- **PASSAGE SHOWN**:
#####
Advent Of Jolt (Day 2): The Committed Polynomials

jolt

2025-10-26 By Ari

Quick Recap

In the last post we took a rust program, and transformed it into a RISC-V Binary. Using this binary file as input, we generate two intermediate representations : 1. The Bytecode object 2. The Jolt Execution trace. The byte code is just a vetor of Instruction structs, where Instruction is a data structure we defined to represent one assembly instruction¹. The exectution trace is a vector of Cycle structs where Cycle is a jolt specific data structure which contains an assembly instruction, and a description of the machine state before and after the execution of the instruction.

In this post, we go from a jolt-trace (and some pre-processing) to polynomials, and commitments.

For brevity, and mostly my sanity, I will skip all the commitment specific details of Jolt. Perhaps, later I can convice Markos to write a guest post, outlining his Dory Tales. For now, we will gingerly step around commitment code – and just assume any Rust vector of finite field elements can be committed to.

From Trace To Polynomials

In this post we describe how we go from Jolt data structures which describe assembly instructions and machine state, to polynomials over 256 bit fields that describe the same. That is we focus on this phase of the architecture.

** TODO: fix this **

Our object of study is still this program that practically nothing.

#[jolt::provable(memory_size = 10240, max_trace_length = 65536)]
fn fib(n: u32) -> u128 {
    let a: u128 = 0;
    let mut b: u128 = 1;

    start_cycle_tracking("fib_loop"); // Use `start_cycle_tracking("{name}")` to start a cycle span
    b = a + b;
    end_cycle_tracking("fib_loop"); // Use `end_cycle_tracking("{name}")` to end a cycle span
    b
}

Our inputs will be

Dynamic Trace
Program input n which we do not use (so you can ignore this for most of this post).
Some pre-processing, which we detail below.

Throughout this series, and most Jolt papers, when I say polynomials, what I really mean is vectors. The polynomial in question will be the multi-linear extension of said vector, which representst the evaluation of said polynomial over the boolean hypercube.

Pre-Processing

As mentioned earlier, I will dance around commitment specific details here, and only focus on items I need to later explain the sum-check proving for later in the series. In my opinion, the commitment bit (although an essential non-trivial component of the proof system) is only interesting if one wants to understand algorithmic decisions like “why did we introduce the parameter \(d\)” and “what should \(d\) be?”. Here, we are just trying to understand how the jolt prover works, and the commitment scheme is a little bit of a distraction. Note: you do not have to know what \(d\) means. For now it’s just some small integer like 2 or 16.

Our first object of study begins here on Line 261 of jolt/jolt-core/benches/e2e_profiling.rs

let preprocessing = JoltRV64IMAC::prover_preprocess(
        bytecode.clone(), // We have already described this 
        program_io.memory_layout.clone(), // See below
        init_memory_state, //`vec<(u64, u8)>` of address value pairs.
        trace.len().next_power_of_two(), // This will be 64 for us given we had 63 virtual instructions.
#####
- **JOB**: According to the Jolt post, what kind of structs make up the execution trace? The lines that come next are unrelated to the Jolt post.

- **DATA EXCERPT**:
#####
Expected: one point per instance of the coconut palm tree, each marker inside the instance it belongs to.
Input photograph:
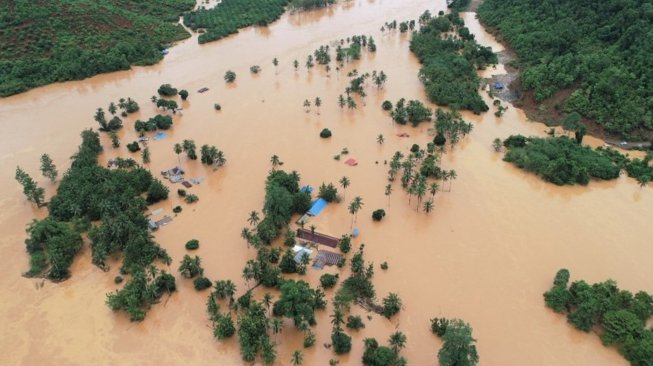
#####
- **SOLUTION FOR THIS EXERCISE**: Cycle structs.